<<<<
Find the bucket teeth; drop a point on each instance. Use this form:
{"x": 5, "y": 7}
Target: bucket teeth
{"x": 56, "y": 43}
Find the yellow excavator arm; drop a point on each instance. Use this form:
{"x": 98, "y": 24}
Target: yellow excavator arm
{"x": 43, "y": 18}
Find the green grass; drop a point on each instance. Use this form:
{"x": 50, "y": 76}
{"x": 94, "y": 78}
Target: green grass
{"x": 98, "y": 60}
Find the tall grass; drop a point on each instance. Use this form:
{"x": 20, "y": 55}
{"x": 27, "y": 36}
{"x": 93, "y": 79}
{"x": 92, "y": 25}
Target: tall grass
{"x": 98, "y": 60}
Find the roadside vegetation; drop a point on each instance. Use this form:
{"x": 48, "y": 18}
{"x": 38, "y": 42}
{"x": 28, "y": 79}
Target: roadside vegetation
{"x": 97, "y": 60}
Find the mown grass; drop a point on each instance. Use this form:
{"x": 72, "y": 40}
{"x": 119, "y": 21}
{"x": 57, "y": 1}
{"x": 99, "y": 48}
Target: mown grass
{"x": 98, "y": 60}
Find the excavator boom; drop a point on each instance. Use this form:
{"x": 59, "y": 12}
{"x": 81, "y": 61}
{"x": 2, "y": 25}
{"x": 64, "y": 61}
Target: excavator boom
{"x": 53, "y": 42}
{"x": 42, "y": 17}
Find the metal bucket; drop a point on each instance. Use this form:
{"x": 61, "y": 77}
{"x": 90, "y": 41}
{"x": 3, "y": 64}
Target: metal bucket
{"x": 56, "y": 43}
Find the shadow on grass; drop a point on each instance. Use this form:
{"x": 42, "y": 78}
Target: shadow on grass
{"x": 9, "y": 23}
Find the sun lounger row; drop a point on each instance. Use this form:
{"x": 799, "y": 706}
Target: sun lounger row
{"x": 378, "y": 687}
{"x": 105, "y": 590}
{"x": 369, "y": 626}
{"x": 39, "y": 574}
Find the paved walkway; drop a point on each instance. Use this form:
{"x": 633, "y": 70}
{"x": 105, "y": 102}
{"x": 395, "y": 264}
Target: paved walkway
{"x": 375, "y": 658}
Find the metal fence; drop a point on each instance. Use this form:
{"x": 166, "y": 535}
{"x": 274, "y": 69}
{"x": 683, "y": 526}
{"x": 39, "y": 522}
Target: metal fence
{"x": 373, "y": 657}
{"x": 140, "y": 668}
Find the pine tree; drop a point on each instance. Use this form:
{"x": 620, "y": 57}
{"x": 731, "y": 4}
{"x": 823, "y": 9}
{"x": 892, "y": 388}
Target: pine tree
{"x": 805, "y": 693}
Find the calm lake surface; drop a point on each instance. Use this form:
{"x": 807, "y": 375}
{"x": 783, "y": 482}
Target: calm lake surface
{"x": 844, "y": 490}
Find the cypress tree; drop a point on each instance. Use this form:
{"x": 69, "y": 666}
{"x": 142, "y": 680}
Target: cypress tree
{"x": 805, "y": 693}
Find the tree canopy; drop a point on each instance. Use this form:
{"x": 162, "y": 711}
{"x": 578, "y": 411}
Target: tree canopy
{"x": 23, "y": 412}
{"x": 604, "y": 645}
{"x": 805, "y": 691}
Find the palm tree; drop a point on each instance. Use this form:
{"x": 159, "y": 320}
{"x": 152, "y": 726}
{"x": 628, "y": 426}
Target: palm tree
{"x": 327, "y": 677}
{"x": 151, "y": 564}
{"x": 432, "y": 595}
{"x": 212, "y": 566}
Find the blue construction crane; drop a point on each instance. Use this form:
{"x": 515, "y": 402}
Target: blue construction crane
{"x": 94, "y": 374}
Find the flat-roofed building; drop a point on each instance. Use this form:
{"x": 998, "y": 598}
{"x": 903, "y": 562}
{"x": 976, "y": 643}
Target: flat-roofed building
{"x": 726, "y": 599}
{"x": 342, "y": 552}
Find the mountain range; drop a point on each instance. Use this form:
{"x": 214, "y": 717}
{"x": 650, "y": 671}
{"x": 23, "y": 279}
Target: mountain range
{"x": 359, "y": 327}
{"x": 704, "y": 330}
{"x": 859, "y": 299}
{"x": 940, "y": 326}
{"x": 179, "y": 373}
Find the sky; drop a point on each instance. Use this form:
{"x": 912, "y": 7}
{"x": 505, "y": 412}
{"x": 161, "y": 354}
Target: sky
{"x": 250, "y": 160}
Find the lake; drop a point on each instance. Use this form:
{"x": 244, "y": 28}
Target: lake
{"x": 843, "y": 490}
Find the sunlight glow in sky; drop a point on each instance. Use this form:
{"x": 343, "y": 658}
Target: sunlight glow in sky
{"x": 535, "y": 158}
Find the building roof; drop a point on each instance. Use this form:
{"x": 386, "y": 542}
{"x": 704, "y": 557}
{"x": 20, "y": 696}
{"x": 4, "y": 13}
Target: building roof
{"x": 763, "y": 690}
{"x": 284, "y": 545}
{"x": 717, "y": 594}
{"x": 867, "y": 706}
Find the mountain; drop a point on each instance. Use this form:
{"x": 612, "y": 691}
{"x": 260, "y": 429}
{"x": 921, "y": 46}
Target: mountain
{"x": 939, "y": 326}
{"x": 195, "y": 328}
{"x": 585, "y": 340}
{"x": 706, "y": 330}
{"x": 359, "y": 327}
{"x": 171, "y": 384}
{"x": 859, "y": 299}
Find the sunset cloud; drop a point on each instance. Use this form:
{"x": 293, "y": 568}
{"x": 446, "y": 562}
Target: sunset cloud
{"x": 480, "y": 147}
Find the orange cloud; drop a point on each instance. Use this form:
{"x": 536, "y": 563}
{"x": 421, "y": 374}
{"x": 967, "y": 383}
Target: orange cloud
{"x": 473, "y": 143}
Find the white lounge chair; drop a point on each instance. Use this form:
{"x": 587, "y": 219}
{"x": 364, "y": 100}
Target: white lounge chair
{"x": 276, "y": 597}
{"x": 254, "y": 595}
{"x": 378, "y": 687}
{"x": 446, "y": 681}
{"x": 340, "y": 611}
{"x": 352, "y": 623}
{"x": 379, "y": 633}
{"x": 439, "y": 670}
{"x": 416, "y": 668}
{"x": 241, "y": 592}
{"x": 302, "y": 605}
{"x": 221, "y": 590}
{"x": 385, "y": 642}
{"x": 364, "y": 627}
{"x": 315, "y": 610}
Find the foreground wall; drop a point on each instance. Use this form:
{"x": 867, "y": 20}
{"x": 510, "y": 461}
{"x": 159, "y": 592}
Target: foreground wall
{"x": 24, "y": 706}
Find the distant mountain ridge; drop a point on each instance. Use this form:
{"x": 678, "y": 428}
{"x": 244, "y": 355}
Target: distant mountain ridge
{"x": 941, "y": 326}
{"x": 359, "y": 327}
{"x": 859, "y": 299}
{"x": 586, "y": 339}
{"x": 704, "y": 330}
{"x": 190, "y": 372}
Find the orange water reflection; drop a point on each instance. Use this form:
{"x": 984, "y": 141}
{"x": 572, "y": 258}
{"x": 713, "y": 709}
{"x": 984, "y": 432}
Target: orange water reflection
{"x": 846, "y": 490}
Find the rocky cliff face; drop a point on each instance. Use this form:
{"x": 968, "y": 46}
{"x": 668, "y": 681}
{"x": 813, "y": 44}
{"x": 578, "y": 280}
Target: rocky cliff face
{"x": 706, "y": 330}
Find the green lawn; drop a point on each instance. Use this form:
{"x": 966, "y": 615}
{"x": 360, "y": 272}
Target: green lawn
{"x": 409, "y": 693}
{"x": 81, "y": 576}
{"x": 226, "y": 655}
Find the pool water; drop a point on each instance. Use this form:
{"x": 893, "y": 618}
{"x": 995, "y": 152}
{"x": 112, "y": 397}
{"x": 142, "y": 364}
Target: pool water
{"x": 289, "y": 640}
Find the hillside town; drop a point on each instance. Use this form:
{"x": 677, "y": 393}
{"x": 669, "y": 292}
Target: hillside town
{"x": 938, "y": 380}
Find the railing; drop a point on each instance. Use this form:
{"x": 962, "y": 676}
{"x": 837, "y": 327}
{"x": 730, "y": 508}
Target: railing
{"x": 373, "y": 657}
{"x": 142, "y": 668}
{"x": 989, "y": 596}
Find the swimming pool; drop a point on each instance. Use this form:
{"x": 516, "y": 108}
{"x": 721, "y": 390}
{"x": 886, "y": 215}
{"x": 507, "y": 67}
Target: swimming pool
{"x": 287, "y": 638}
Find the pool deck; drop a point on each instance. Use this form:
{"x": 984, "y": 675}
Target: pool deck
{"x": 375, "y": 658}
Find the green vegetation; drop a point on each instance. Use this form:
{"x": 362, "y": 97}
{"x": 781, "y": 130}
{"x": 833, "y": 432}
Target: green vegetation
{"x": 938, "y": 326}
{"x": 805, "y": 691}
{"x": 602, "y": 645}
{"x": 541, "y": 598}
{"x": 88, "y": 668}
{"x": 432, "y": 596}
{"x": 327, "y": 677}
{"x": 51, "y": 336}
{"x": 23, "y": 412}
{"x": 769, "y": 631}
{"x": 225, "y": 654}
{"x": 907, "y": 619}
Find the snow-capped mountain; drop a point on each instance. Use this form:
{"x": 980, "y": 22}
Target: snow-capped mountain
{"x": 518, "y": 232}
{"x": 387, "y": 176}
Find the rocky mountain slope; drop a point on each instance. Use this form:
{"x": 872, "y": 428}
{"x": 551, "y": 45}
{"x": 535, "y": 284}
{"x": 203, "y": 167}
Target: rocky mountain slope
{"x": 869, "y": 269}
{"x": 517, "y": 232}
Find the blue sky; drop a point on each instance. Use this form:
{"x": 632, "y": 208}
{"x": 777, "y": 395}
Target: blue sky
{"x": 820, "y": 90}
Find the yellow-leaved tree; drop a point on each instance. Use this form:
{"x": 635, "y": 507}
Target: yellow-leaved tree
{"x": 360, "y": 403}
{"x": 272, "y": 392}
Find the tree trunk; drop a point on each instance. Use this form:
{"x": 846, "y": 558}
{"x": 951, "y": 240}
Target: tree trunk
>>>>
Job:
Extract the lines above from the one containing "Find the snow-capped" to the last line, both included, exactly as written.

Full response:
Find the snow-capped mountain; drop a point on each instance. Use this form:
{"x": 980, "y": 22}
Target: snow-capped mountain
{"x": 518, "y": 232}
{"x": 387, "y": 176}
Find the rocky mountain slope; drop a point on each instance. Use this form:
{"x": 872, "y": 428}
{"x": 551, "y": 45}
{"x": 535, "y": 284}
{"x": 203, "y": 167}
Target: rocky mountain slope
{"x": 869, "y": 269}
{"x": 517, "y": 232}
Find the blue sky; drop a point on each instance. Use this form:
{"x": 632, "y": 208}
{"x": 777, "y": 395}
Target: blue sky
{"x": 820, "y": 90}
Find the yellow-leaved tree; drop a point on each instance. Use this form:
{"x": 635, "y": 507}
Target: yellow-leaved tree
{"x": 360, "y": 403}
{"x": 272, "y": 392}
Find the tree trunk; drop a point on each instance. Use this form:
{"x": 846, "y": 558}
{"x": 951, "y": 240}
Target: tree trunk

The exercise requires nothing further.